Task details:
In the entries below, find the line containing "Please mark the front grille". Copy it and all lines after it, exactly, through the end.

# START OF Data to use

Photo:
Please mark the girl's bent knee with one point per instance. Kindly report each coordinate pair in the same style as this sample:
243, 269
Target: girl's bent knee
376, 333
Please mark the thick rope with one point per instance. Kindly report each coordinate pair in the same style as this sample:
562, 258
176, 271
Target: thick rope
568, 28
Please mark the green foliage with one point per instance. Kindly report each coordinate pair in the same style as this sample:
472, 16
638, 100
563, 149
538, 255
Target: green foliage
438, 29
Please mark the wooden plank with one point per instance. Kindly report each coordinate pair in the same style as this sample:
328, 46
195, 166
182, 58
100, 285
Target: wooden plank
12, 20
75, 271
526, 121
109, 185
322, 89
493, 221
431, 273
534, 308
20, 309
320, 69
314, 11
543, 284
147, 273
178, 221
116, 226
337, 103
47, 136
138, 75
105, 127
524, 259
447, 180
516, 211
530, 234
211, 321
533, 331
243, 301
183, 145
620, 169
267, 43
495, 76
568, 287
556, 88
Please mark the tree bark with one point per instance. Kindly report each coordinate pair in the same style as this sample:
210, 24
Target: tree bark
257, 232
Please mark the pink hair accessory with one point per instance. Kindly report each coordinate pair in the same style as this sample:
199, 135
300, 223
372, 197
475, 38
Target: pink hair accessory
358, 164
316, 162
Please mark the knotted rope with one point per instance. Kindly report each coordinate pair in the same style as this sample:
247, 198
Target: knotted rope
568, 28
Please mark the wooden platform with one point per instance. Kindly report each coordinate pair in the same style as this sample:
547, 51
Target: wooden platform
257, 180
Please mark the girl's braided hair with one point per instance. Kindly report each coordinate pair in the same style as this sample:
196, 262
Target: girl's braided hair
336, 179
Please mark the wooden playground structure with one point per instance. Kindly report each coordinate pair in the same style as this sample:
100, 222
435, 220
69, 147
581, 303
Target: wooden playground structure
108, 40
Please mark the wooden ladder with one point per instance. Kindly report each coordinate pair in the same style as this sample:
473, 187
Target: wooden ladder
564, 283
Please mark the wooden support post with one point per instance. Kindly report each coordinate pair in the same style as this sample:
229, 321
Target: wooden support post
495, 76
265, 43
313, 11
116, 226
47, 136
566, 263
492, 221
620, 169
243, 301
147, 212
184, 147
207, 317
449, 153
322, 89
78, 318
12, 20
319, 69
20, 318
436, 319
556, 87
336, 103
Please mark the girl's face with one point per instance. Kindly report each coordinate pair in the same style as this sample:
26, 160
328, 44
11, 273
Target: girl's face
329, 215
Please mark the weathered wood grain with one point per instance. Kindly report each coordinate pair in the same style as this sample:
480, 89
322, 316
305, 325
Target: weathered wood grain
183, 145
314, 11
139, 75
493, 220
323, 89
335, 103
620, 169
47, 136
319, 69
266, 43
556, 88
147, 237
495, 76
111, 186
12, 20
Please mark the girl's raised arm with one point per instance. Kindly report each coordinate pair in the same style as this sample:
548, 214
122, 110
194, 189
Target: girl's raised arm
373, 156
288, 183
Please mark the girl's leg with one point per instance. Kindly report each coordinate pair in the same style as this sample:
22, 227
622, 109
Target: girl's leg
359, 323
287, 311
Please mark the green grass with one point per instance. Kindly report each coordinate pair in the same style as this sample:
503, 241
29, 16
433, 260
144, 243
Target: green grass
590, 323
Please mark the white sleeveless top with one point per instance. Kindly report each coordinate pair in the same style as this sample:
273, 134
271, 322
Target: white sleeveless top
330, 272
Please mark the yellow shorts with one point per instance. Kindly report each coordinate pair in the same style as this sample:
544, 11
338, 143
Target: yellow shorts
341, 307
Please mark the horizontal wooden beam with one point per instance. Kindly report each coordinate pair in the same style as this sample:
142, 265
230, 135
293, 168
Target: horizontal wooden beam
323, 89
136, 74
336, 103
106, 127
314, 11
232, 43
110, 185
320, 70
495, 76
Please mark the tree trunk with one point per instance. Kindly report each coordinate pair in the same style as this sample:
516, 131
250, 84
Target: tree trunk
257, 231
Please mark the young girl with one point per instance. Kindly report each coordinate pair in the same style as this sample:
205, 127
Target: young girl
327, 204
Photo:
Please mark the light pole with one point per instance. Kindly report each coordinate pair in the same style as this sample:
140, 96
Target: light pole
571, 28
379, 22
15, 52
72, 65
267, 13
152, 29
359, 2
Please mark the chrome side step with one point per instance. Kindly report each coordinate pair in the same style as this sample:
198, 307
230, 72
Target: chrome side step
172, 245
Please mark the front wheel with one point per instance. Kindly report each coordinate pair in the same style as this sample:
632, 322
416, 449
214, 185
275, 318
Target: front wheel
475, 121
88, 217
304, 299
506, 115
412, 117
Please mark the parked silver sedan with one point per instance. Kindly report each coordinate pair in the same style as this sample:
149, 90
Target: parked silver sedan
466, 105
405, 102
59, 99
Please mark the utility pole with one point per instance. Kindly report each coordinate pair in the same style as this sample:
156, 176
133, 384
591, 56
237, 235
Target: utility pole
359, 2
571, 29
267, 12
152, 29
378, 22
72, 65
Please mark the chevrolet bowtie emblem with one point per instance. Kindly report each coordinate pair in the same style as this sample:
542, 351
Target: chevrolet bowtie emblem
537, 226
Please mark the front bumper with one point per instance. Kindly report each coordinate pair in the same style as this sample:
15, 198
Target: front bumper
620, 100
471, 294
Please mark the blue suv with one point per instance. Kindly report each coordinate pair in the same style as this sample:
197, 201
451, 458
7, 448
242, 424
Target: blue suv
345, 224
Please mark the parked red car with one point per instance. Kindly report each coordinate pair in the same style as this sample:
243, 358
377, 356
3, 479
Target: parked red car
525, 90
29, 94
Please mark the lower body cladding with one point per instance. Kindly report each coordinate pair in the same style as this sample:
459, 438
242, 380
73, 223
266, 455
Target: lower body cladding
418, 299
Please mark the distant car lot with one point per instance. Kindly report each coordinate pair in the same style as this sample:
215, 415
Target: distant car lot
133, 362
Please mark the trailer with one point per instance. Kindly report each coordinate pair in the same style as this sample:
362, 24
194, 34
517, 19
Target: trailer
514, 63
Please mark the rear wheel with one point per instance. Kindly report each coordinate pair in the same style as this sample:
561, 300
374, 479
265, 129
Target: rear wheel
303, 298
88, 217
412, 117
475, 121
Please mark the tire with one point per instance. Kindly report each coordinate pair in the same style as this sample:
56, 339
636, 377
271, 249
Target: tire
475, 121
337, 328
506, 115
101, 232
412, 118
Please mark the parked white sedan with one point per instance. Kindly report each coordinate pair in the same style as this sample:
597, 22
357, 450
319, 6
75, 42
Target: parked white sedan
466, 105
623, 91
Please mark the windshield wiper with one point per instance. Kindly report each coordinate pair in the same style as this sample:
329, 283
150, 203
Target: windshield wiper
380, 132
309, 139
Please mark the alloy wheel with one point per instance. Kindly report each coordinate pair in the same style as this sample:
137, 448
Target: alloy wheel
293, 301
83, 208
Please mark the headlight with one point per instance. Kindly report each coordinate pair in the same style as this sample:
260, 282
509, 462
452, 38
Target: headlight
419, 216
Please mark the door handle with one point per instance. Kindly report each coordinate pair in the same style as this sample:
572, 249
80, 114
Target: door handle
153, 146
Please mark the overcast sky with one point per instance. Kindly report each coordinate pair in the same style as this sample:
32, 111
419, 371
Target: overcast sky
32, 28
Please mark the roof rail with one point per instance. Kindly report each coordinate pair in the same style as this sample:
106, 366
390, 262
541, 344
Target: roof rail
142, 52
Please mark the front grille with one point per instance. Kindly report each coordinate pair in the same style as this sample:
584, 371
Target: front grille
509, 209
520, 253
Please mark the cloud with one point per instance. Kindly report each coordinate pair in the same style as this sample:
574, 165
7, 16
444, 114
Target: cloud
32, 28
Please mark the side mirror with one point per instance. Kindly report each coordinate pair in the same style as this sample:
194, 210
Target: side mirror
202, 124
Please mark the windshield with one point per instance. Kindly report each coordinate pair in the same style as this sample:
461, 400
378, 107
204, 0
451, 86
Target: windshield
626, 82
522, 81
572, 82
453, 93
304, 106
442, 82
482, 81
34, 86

# END OF Data to use

Expected answer:
Please mark the front grille with one point per instance. Kindly report each coordinate pair in the same style as this sample:
584, 371
Target: front grille
509, 209
520, 253
Please mark the cloud with one point per instance. Kindly report each coordinate pair in the same style as this sample:
574, 165
7, 16
444, 114
Target: cloud
32, 28
Please mark the side mirror with one point per instance. Kindly report each coordinate pair in the same style as this sample:
194, 210
Target: side mirror
202, 124
Please mark the windshield with one point per instance. Kindly report each coordinate pair in the same style as this sample:
461, 400
378, 107
204, 0
451, 86
Target: windshield
626, 82
522, 81
572, 82
453, 93
304, 106
442, 82
482, 81
34, 86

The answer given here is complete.